**Task to carry out:** Could you render the items as a JSON list of strings, one string per line, from the very first line through the line that contains "(1333, 459)", including that line and skipping any blank lines?

::: Provided records :::

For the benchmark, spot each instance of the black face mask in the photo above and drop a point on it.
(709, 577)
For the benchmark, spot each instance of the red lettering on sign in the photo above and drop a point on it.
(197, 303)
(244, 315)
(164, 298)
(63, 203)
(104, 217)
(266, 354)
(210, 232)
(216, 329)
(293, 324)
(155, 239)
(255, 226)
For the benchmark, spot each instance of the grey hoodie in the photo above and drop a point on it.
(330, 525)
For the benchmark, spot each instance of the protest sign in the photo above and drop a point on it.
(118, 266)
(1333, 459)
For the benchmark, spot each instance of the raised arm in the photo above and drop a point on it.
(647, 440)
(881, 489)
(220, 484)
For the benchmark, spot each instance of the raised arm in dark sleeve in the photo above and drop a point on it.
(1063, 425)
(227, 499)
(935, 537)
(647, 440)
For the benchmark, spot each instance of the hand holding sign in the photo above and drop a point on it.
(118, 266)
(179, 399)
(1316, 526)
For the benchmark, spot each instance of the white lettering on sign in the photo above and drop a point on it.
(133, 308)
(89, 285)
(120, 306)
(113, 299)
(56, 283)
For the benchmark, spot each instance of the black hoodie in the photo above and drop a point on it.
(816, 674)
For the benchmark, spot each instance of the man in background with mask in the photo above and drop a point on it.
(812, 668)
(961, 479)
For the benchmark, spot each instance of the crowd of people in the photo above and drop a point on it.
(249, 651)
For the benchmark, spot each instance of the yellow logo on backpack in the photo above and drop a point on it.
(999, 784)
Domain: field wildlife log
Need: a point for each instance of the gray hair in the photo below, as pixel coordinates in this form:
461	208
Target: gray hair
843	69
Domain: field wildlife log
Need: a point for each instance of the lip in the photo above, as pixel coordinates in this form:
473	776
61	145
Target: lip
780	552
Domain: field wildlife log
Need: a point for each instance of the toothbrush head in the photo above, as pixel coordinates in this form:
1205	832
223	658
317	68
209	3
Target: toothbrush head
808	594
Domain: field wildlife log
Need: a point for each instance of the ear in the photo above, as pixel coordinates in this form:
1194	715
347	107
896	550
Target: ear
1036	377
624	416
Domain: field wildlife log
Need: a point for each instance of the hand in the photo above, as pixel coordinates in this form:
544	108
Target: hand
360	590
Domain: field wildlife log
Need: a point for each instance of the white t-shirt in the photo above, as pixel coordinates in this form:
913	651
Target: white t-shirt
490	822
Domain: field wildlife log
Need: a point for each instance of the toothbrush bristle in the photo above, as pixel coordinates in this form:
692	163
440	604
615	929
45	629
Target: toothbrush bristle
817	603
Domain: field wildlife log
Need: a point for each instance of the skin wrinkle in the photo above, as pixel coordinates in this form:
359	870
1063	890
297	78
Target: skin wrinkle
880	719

:::

**Exercise output:**
[
  "For the benchmark, spot each instance of the black face mask in the photo above and drop a point on it.",
  "(709, 577)",
  "For the benchmark, spot each instance of the red lettering on sign in the photo above and drop a point on it.",
  "(197, 303)",
  "(244, 315)",
  "(164, 298)",
  "(63, 203)",
  "(104, 217)",
  "(266, 354)",
  "(210, 232)",
  "(216, 329)",
  "(293, 324)",
  "(155, 239)",
  "(255, 226)",
  "For the benchmark, spot each instance of the grey hoodie in the photo above and drop a point on it.",
  "(330, 525)",
  "For the benchmark, spot each instance of the protest sign in the photo above and drop a point on it.",
  "(118, 266)",
  "(1333, 459)"
]